→ Material for this exercise:
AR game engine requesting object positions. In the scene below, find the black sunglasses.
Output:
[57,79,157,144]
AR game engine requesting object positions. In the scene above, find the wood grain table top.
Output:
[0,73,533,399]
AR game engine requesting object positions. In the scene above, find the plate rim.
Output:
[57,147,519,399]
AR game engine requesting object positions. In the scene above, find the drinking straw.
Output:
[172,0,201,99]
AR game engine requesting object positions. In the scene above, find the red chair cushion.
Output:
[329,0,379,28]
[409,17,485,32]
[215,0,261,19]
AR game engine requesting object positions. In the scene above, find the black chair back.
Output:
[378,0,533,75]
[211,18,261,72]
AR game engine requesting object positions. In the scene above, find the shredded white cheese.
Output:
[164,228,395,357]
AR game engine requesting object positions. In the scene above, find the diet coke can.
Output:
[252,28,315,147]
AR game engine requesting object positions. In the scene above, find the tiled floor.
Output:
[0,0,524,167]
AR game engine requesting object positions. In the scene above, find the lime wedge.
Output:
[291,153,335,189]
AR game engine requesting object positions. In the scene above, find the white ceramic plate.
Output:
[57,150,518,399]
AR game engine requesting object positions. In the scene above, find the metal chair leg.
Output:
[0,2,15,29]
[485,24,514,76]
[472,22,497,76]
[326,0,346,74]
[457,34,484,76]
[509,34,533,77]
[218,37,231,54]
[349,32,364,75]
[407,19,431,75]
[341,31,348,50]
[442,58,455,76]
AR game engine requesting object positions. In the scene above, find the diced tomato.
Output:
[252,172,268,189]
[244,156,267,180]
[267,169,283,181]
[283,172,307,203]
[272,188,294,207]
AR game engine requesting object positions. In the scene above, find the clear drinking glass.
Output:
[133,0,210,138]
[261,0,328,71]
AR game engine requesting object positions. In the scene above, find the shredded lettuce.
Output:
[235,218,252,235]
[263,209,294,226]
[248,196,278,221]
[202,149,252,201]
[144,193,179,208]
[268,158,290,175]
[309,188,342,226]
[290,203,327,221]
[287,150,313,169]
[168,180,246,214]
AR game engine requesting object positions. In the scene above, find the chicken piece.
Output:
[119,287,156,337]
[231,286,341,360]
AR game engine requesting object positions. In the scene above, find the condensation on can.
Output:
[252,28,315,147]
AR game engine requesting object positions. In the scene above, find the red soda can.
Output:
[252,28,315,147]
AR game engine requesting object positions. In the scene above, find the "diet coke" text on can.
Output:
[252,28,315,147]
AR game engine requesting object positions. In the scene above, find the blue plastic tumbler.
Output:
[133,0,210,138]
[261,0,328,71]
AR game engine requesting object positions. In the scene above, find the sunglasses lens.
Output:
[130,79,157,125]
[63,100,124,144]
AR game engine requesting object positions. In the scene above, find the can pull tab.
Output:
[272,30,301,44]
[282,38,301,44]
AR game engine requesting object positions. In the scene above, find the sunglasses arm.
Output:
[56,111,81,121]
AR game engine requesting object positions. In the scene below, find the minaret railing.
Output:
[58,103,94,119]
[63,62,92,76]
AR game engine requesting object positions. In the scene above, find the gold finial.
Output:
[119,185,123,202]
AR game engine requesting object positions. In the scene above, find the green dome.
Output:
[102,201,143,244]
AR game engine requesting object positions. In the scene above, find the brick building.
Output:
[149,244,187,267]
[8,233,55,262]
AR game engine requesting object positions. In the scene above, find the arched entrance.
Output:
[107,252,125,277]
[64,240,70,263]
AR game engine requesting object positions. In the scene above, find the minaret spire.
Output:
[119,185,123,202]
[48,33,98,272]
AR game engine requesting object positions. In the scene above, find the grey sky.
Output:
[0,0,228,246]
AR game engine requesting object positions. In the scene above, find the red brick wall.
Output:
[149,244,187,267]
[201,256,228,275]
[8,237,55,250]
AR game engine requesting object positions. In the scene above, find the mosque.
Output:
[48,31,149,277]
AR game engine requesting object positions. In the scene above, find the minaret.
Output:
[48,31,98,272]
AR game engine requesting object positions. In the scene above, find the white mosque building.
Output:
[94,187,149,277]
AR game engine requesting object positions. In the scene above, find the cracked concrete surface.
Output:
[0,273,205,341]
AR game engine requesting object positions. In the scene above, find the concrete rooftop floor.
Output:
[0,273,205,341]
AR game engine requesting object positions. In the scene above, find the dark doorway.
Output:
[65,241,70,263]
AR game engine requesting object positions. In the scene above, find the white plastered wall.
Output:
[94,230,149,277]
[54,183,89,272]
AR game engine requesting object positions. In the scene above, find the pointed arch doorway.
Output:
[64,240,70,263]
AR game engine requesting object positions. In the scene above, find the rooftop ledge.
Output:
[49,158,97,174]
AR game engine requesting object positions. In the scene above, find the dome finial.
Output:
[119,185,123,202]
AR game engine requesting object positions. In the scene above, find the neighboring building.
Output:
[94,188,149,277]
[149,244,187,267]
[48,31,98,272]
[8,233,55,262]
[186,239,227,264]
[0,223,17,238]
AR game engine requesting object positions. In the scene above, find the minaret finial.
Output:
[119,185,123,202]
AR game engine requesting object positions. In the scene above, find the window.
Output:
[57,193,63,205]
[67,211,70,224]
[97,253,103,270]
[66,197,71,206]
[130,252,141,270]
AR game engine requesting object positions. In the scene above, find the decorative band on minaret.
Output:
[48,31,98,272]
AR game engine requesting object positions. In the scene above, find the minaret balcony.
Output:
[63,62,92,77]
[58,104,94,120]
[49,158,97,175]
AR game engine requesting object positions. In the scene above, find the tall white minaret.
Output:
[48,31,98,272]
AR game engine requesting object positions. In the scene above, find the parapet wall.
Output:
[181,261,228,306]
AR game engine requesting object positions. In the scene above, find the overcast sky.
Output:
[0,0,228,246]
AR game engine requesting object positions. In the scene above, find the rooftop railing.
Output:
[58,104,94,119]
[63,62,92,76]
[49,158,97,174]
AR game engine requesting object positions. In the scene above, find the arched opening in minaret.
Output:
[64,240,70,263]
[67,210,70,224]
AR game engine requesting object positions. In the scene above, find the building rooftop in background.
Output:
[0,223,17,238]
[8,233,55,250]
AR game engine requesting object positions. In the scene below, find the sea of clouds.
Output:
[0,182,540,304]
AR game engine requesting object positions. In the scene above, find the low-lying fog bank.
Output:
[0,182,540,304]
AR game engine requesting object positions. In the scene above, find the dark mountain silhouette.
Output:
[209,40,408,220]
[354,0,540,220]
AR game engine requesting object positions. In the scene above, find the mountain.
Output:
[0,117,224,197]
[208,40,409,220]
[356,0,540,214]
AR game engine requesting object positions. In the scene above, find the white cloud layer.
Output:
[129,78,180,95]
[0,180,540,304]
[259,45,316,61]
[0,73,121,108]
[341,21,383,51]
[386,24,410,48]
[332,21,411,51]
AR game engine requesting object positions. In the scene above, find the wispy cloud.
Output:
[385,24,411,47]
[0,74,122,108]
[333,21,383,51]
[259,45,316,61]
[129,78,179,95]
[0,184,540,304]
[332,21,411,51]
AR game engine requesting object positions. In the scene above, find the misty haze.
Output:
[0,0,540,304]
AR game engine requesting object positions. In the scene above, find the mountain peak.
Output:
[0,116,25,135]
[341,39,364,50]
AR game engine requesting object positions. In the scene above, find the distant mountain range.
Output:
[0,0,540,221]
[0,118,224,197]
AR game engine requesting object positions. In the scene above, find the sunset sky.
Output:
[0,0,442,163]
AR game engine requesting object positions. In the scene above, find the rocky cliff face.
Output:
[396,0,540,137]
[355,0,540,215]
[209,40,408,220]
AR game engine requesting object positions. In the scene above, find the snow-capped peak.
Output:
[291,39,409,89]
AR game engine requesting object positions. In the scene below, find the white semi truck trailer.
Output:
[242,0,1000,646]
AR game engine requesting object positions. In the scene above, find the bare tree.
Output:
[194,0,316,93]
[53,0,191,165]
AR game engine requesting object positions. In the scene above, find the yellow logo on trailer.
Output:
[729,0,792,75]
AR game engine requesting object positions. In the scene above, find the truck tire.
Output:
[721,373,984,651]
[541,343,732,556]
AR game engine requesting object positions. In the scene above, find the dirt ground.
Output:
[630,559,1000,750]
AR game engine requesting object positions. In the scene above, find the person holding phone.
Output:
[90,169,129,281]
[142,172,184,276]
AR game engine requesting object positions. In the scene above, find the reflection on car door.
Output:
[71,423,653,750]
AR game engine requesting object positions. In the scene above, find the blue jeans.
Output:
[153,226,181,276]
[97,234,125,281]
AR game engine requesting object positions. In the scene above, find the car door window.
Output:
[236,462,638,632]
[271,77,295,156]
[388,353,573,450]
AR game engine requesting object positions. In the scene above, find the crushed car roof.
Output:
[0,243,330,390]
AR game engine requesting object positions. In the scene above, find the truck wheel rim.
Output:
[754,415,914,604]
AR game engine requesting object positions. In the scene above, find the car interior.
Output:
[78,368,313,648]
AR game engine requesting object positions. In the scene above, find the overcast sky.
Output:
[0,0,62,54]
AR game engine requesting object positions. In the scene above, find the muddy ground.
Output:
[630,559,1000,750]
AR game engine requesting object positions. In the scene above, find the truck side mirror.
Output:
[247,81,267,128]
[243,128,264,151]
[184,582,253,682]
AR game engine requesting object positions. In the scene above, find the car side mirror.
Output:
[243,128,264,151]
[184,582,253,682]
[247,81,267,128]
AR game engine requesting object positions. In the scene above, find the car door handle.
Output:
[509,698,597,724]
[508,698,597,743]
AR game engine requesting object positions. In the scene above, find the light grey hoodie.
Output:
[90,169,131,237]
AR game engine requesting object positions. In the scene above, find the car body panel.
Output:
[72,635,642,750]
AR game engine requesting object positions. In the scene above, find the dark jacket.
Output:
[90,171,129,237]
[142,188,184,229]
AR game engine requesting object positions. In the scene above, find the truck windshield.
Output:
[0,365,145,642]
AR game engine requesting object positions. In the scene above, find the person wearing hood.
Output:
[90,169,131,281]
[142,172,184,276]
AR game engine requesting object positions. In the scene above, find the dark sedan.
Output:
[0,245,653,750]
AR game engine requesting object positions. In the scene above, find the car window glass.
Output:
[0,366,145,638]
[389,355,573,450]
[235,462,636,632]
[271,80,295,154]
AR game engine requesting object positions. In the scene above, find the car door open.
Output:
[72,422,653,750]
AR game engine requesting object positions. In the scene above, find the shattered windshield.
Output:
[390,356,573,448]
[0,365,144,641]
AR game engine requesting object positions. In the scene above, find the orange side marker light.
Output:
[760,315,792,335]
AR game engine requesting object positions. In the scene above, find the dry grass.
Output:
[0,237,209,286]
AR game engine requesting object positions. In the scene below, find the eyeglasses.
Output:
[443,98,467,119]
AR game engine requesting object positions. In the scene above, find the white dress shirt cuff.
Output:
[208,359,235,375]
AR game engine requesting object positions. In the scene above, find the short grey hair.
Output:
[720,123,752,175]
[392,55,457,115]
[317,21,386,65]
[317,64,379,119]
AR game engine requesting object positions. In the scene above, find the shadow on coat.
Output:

→ Request: Report each line above that contains the word "trailer", copying every one in full. Case counts.

→ Correct result:
AR game engine requesting object positions. In the scene below, find the white semi truck trailer.
AR game engine requesting object positions. In the scene above, find the yellow logo on trailer.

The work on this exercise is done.